** PROMPT **
Reproduce the records word for word from their start through the line holding "127 3 233 169", with both ends included. Leave the pictures out.

* Start EXERCISE INPUT *

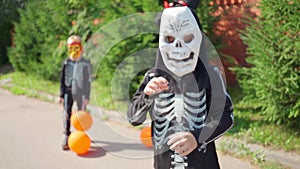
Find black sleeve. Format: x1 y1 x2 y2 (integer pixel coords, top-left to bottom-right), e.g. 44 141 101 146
60 62 66 98
127 68 154 126
83 61 92 100
192 68 234 151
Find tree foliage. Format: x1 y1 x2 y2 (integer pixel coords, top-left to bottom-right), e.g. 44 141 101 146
9 0 218 99
0 0 26 66
234 0 300 127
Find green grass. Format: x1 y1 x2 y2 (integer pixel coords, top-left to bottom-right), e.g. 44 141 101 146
217 137 289 169
0 72 300 169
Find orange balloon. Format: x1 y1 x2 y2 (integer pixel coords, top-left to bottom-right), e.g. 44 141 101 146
71 111 93 131
68 131 91 155
140 127 153 147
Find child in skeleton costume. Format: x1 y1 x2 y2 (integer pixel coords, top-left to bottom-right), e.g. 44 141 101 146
127 1 233 169
59 35 91 150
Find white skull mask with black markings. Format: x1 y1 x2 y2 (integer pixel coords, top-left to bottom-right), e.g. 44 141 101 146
159 7 202 77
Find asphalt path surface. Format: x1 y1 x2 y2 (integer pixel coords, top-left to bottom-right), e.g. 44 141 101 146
0 89 255 169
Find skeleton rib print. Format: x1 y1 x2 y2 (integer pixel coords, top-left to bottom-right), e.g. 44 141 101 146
153 89 207 149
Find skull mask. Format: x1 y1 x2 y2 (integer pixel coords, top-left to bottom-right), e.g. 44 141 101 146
159 7 202 77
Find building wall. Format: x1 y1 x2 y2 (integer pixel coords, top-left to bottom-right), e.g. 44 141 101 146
213 0 259 85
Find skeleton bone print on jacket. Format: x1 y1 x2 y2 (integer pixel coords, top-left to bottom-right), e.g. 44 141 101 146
127 3 233 169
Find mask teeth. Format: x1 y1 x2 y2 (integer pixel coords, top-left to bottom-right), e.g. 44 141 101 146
170 153 188 169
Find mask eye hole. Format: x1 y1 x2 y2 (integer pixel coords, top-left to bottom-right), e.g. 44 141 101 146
165 36 175 43
183 34 194 43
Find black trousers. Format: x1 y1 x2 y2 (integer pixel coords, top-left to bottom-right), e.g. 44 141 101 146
63 93 86 136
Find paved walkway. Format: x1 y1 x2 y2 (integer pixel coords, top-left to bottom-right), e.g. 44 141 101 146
0 89 255 169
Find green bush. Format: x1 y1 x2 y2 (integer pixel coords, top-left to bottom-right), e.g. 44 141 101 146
234 0 300 127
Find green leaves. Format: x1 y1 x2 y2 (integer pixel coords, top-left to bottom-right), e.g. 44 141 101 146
234 0 300 127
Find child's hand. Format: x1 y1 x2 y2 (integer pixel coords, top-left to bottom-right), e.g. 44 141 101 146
144 77 169 96
58 97 64 104
167 132 198 156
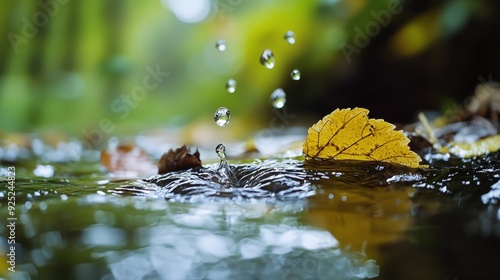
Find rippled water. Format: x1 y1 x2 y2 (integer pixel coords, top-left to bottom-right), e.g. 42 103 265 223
0 149 500 279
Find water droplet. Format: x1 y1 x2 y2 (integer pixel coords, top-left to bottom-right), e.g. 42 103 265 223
215 144 226 162
290 69 300 81
271 88 286 109
226 79 236 93
260 49 274 69
213 144 238 187
284 30 295 45
214 107 231 126
215 39 226 52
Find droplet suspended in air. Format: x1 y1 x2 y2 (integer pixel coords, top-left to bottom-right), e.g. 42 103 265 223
226 79 236 93
283 30 295 45
260 49 274 69
215 144 226 162
270 88 286 109
215 39 226 52
214 107 231 126
290 69 300 81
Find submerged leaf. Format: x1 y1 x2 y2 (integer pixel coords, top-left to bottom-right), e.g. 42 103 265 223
303 108 422 168
158 145 201 174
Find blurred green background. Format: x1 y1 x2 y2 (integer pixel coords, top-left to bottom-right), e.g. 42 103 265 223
0 0 500 140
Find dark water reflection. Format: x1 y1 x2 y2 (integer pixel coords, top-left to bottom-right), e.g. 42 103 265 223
0 153 500 279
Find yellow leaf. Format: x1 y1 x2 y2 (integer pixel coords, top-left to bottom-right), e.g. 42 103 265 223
302 108 422 168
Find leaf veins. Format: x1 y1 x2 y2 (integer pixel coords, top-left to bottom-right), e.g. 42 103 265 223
303 108 422 168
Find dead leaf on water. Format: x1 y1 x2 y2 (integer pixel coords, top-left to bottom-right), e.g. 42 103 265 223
302 108 422 168
158 145 201 174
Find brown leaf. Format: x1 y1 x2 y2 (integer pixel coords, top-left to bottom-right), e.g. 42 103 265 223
101 144 155 177
158 145 201 174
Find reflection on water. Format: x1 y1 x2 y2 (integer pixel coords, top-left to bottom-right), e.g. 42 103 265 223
0 153 500 279
2 195 379 279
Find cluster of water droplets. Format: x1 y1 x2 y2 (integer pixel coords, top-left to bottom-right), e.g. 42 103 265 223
210 30 300 189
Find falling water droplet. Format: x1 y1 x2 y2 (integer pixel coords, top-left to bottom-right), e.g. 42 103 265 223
214 107 231 126
270 88 286 109
215 144 226 162
213 144 238 187
284 30 295 45
226 79 236 93
260 49 274 69
290 69 300 81
215 39 226 52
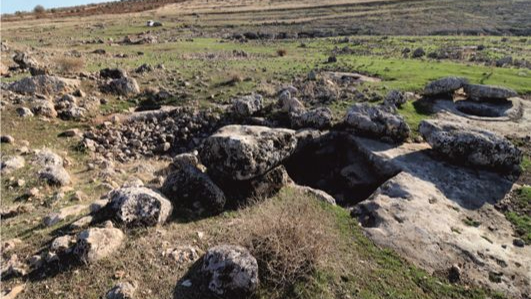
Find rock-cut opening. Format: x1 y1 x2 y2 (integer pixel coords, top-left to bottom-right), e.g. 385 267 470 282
284 133 398 207
455 100 522 119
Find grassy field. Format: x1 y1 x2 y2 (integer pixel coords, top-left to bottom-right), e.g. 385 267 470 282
1 0 531 298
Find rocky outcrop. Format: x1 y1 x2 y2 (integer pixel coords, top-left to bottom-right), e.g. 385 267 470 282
464 84 518 102
216 165 289 208
8 75 79 95
32 148 64 166
38 165 71 186
201 245 259 298
384 90 407 108
200 125 297 180
345 104 410 142
352 138 531 298
74 228 125 263
108 187 172 226
161 164 226 216
31 100 57 118
232 94 264 117
100 68 127 79
102 77 140 96
290 107 332 130
16 107 33 117
13 52 39 69
0 156 26 174
419 120 522 170
424 77 468 96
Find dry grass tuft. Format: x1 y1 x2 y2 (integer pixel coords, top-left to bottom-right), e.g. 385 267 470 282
54 57 85 74
237 189 336 292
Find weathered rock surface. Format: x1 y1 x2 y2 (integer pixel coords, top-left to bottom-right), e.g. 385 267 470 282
39 165 70 186
108 187 172 226
353 138 531 298
419 120 522 170
292 185 336 205
384 90 407 108
74 228 125 263
455 98 524 120
200 125 297 180
16 107 33 117
0 135 15 143
161 165 226 215
201 245 259 298
345 104 410 142
13 52 39 69
31 100 57 118
42 205 87 226
50 235 74 253
8 75 79 95
0 156 26 174
290 107 332 130
216 165 289 208
106 282 137 299
164 245 200 265
171 152 199 169
32 148 64 167
100 68 127 79
103 77 140 96
232 94 264 117
464 84 518 101
424 77 468 96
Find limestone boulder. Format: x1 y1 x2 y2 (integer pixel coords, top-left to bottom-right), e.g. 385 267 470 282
74 227 125 263
345 103 410 142
200 125 297 180
419 120 522 170
161 164 226 216
108 187 172 226
201 245 259 298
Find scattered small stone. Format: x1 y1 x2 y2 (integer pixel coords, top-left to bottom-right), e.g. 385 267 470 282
513 239 525 247
106 282 137 299
0 135 15 143
74 228 125 263
201 245 259 298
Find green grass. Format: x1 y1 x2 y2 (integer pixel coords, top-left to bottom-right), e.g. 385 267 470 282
505 186 531 245
463 217 481 227
294 204 503 299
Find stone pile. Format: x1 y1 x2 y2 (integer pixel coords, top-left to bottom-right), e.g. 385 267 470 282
82 108 222 161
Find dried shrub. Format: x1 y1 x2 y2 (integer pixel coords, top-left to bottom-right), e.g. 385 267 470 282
55 57 85 74
238 189 336 292
277 49 288 57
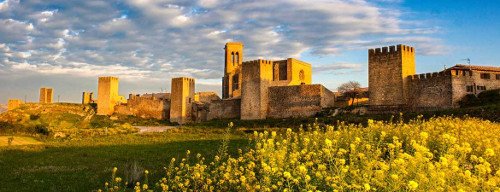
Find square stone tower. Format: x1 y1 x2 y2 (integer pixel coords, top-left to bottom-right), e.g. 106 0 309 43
222 42 243 99
368 45 415 106
241 59 273 120
97 77 120 115
7 99 24 111
40 87 53 103
82 92 94 105
170 77 194 124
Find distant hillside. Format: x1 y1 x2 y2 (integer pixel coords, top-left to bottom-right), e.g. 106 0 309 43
0 103 137 138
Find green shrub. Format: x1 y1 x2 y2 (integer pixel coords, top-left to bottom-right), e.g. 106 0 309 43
90 115 114 128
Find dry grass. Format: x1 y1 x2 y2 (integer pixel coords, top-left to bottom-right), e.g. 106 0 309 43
0 136 43 147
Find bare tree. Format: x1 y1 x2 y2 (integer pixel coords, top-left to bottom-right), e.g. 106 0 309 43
337 81 361 105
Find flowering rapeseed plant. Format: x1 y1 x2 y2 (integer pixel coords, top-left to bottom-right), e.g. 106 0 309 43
99 117 500 191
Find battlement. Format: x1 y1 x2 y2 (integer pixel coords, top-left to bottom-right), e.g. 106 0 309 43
408 71 451 81
368 44 415 57
172 77 194 82
128 93 170 101
226 42 243 46
243 59 274 65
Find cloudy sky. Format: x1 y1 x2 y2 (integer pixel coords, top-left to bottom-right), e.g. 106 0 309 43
0 0 500 103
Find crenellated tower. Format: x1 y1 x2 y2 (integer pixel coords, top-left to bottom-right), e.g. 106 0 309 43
368 45 415 106
222 42 243 99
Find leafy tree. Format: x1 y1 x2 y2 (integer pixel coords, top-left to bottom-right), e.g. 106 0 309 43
337 81 361 105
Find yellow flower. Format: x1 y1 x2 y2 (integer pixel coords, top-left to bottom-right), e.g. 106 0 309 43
283 171 292 179
484 148 495 157
408 180 418 190
325 139 332 147
299 165 307 174
391 174 399 180
364 183 371 191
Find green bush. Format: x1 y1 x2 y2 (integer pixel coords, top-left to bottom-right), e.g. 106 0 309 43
90 115 114 128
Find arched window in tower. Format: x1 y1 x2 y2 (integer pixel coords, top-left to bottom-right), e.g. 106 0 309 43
236 52 240 65
231 52 235 65
299 70 306 85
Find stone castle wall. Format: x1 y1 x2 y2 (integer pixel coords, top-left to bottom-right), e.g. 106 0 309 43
268 84 335 118
7 99 24 111
97 77 121 115
170 77 195 124
40 87 54 103
222 42 243 99
82 92 94 105
194 92 220 103
241 59 273 120
408 72 453 111
207 99 241 120
368 45 415 106
115 94 170 119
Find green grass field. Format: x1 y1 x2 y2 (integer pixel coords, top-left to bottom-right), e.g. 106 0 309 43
0 128 249 191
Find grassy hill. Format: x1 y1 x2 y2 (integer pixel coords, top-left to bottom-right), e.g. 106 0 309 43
0 103 159 138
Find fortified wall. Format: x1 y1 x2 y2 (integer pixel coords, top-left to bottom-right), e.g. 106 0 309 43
268 84 335 118
7 99 24 111
97 77 121 115
115 93 170 119
408 71 453 110
368 45 416 106
241 59 273 119
82 92 94 105
40 87 54 104
170 77 195 124
368 45 500 112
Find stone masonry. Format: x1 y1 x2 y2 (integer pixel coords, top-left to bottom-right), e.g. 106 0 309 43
368 45 415 106
82 92 94 105
368 45 500 112
40 87 53 104
170 77 195 124
7 99 24 111
97 77 120 115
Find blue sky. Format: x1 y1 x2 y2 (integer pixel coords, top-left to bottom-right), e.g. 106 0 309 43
0 0 500 103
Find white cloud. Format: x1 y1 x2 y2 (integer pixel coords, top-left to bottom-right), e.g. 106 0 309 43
0 0 19 12
0 0 445 102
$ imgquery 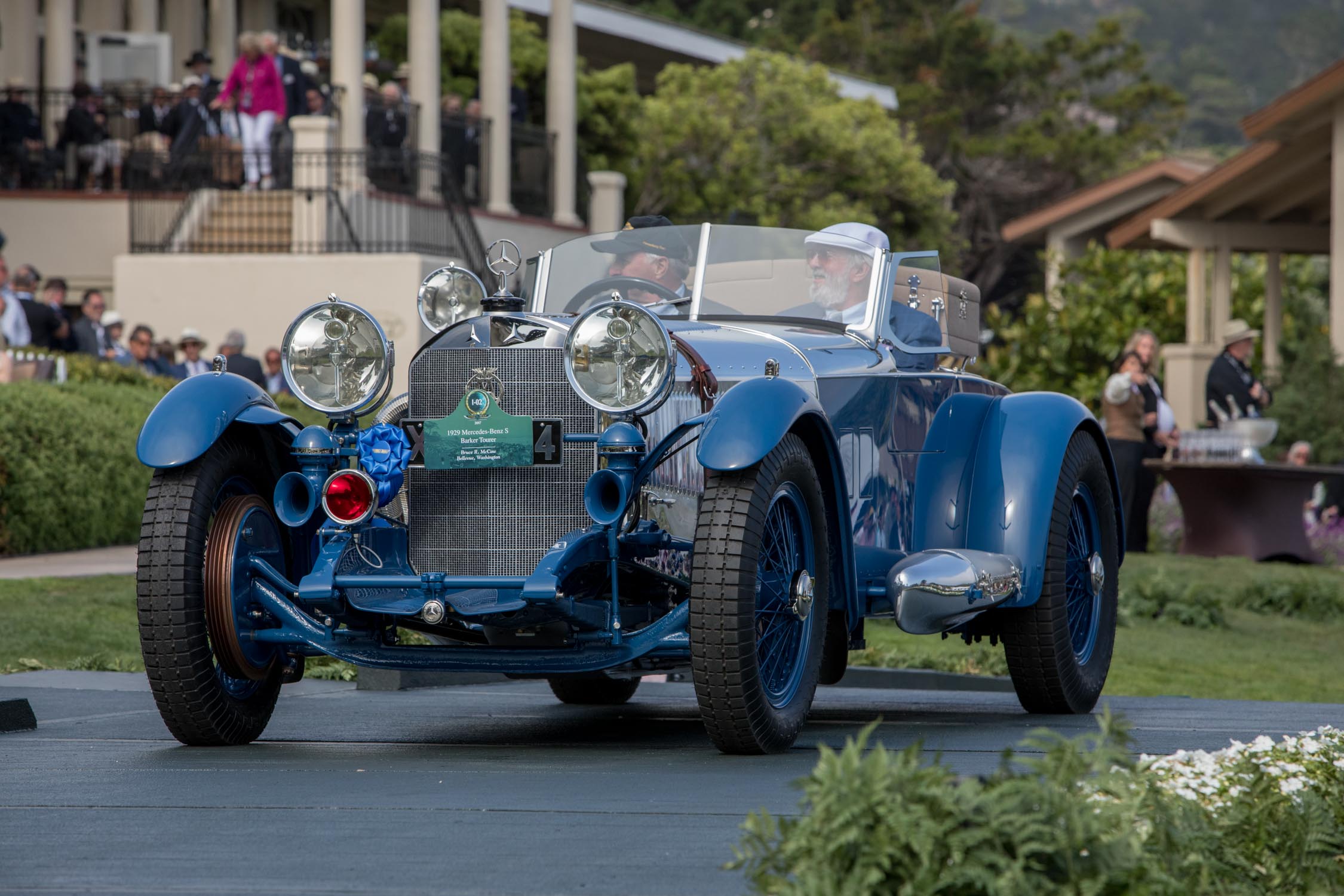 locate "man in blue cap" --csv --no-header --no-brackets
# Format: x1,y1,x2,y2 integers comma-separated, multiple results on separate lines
591,215,691,315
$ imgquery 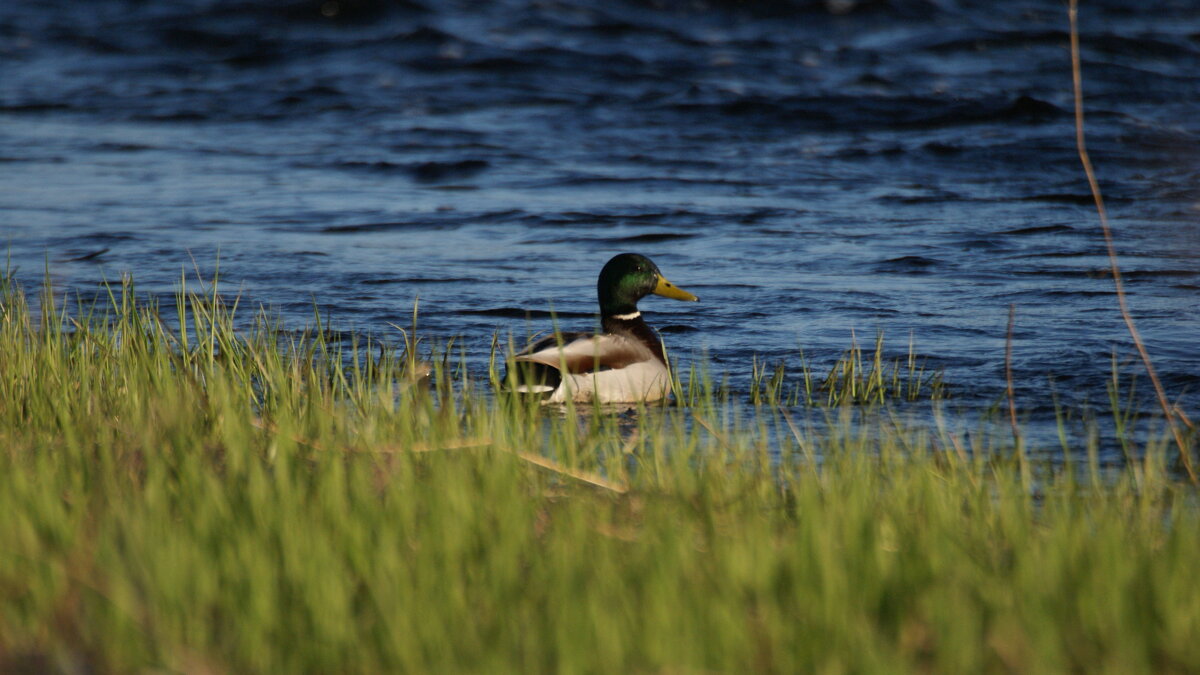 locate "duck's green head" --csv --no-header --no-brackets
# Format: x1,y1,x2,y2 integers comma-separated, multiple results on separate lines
596,253,700,316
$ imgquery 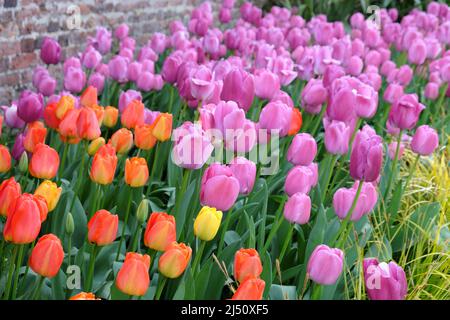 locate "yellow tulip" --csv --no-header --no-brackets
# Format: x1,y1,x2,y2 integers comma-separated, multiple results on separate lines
194,206,222,241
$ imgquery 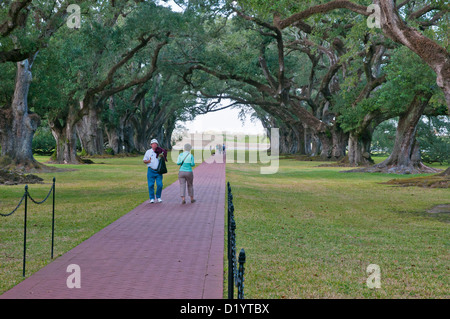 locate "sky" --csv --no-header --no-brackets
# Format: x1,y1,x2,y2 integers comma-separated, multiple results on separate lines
179,108,264,135
160,0,264,135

* End EXERCISE INPUT *

** RESULT OF THIS EXERCISE **
Find black sleeve. Format: x1 y1 x2 y2 (integer pixel coords, top-left to bottom-right), e.g. 44 141 101 146
60 62 66 98
127 68 154 126
83 61 92 100
192 68 234 151
Find tree foliage. Format: x1 y1 x2 y2 (integer pixel coords, top-left to bottom-right), e.g. 44 141 101 146
9 0 218 99
0 0 26 66
234 0 300 127
Find green grass. Format: x1 y1 x2 y2 (integer pixel coords, top-left to bottom-right), e.g. 44 141 101 146
217 137 289 169
0 72 300 169
Find orange balloon. Format: x1 y1 x2 y2 (integer pixel coords, top-left to bottom-right), e.g. 44 141 101 146
71 111 93 131
68 131 91 155
140 127 153 147
Find child in skeleton costume. Format: x1 y1 x2 y2 (integer pixel coords, top-left to bottom-right), e.g. 44 141 101 146
127 1 233 169
59 35 91 150
Find white skull mask with black markings. Format: x1 y1 x2 y2 (integer pixel coords, top-left to bottom-right), e.g. 44 141 101 146
159 7 202 77
Find asphalt path surface. Format: x1 y1 x2 y2 (integer pixel coords, top-left to bottom-right), e.g. 44 141 101 146
0 89 255 169
Find skeleton rib print. Format: x1 y1 x2 y2 (integer pixel coords, top-left to bottom-right), e.g. 44 141 101 146
153 89 207 149
Find skull mask. Format: x1 y1 x2 y2 (integer pixel coords, top-left to bottom-right), e.g. 44 141 101 146
159 7 202 77
Find building wall. Format: x1 y1 x2 y2 (integer pixel coords, top-left to bottom-right), e.g. 44 141 101 146
213 0 259 85
Find skeleton bone print on jacket. Format: x1 y1 x2 y2 (integer pixel coords, top-left to bottom-right), e.g. 44 141 101 146
127 3 233 169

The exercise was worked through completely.